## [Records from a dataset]
^^^^^^^^

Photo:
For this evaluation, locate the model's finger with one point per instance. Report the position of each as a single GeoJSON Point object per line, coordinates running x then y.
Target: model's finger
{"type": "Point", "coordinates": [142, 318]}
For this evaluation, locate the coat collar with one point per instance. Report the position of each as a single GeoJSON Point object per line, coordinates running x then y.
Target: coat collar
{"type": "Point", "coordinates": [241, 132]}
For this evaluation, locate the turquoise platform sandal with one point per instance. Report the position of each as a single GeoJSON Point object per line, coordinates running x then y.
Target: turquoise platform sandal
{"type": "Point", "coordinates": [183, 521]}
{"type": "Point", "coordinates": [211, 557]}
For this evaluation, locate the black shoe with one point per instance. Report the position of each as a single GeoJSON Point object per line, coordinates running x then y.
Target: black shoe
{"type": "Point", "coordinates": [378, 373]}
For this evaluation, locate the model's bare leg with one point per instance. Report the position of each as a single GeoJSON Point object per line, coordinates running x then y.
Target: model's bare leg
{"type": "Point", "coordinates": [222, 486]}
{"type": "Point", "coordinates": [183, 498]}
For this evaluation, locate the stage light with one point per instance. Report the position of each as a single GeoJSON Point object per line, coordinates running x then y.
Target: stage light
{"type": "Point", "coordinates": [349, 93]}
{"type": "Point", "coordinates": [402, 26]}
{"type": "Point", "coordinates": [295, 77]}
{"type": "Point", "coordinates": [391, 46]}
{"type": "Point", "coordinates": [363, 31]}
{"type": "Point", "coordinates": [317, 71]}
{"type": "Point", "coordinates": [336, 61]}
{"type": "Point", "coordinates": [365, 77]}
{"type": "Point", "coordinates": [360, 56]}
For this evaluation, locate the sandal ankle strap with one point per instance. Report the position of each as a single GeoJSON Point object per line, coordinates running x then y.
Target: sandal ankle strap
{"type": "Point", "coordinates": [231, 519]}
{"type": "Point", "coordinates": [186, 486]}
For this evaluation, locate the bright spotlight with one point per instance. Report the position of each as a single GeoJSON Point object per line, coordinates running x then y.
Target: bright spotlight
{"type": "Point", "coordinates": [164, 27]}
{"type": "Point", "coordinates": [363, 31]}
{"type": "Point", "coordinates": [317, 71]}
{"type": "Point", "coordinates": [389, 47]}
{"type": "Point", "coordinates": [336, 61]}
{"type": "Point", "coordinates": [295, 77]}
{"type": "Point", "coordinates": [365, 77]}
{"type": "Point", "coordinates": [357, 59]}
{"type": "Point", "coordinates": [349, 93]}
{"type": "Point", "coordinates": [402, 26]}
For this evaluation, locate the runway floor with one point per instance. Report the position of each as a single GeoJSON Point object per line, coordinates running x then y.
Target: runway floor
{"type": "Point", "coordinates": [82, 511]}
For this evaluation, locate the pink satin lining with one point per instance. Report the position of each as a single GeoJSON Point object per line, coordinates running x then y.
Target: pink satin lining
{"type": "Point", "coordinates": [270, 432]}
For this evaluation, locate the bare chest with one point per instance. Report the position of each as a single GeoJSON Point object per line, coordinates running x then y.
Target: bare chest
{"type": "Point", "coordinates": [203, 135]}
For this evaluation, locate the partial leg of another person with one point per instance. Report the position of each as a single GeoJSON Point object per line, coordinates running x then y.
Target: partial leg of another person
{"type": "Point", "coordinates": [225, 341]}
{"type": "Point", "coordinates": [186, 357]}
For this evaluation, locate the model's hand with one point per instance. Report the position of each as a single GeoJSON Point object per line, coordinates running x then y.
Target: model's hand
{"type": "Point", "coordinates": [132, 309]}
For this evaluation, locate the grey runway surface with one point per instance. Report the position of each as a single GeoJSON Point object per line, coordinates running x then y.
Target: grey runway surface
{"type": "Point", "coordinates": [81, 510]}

^^^^^^^^

## [Request]
Copy word for word every line of the entries above, from the line that contains "For this evaluation, locate the model's hand" through the final line, with both of those lines included.

## [Exercise response]
For this evaluation, locate the model's hand with one point per instance. Report the position of each as a single GeoJSON Point object per line, coordinates running x then y.
Target: model's hand
{"type": "Point", "coordinates": [132, 309]}
For this evaluation, locate the grey runway surface with one point per instance. Report the position of each as a single GeoJSON Point object per line, coordinates running x then y.
Target: grey runway surface
{"type": "Point", "coordinates": [81, 510]}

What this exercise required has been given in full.